#### [WHAT IS EXPECTED]
Tally the lines below that hold the string "machinery", and give only the tally.
--- START ---
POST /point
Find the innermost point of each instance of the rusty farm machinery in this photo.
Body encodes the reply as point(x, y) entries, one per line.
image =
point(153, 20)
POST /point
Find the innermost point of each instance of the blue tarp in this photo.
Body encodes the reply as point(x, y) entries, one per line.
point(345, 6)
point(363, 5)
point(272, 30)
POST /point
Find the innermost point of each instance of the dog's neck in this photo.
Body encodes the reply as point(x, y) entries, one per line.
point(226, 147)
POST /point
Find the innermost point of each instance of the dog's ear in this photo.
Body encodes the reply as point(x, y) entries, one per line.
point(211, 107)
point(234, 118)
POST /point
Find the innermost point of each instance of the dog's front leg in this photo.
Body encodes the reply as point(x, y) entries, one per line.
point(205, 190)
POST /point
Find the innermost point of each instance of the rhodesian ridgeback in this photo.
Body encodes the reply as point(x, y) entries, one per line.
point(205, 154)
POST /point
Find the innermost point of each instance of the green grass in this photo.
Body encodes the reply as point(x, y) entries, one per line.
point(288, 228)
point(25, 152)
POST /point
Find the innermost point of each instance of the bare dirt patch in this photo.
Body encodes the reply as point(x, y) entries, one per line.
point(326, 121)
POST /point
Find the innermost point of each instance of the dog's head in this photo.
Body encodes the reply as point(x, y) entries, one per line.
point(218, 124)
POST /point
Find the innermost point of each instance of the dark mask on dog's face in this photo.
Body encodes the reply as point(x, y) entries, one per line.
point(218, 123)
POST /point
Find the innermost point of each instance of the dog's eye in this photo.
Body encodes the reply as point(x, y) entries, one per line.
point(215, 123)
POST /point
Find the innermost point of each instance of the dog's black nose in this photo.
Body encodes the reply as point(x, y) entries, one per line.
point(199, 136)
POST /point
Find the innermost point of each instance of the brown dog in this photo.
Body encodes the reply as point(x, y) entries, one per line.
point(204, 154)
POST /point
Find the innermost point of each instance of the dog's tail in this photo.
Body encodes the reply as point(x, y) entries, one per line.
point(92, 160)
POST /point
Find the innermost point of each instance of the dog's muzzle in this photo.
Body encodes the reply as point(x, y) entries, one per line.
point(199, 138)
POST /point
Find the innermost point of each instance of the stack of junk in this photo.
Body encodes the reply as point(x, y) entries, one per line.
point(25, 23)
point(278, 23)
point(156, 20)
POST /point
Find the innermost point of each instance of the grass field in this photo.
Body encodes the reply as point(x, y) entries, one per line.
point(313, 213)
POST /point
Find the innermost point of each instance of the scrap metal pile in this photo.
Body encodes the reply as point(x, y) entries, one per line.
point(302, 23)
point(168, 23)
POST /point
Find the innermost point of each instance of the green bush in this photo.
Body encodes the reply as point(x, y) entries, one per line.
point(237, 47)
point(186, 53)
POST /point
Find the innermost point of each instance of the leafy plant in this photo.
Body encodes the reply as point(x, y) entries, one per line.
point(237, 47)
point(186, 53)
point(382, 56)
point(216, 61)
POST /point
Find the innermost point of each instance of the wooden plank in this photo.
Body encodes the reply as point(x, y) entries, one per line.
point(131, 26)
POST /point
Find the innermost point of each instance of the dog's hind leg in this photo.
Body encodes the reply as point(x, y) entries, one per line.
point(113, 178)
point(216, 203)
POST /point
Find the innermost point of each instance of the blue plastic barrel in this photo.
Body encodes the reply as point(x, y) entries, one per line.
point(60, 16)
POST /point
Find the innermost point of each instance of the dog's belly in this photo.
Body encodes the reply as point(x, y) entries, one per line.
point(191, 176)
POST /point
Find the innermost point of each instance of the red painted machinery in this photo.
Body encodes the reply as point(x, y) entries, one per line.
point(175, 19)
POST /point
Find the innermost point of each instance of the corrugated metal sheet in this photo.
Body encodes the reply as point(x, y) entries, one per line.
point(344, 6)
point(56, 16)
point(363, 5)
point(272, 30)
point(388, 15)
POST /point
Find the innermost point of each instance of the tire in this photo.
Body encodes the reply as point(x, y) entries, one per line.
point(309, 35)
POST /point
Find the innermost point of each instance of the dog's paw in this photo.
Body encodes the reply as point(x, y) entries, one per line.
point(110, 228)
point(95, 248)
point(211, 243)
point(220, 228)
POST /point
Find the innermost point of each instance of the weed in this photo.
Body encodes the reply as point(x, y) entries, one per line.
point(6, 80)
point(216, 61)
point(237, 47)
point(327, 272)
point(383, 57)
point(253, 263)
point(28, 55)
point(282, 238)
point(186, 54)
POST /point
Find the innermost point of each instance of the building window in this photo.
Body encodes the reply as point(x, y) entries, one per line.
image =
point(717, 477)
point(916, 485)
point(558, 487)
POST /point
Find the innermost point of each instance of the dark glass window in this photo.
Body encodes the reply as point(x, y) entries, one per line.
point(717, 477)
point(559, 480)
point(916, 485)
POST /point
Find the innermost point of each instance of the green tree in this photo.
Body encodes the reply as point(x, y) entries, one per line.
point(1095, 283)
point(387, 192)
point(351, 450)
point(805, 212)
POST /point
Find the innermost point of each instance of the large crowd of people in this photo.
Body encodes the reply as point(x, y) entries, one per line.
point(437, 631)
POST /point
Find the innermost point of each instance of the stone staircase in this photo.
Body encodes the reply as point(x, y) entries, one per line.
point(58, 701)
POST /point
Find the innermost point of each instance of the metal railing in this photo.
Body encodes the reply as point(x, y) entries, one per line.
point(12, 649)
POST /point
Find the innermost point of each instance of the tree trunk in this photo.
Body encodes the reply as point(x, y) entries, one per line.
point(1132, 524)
--- END ---
#### [ANSWER TO THIS PROBLEM]
2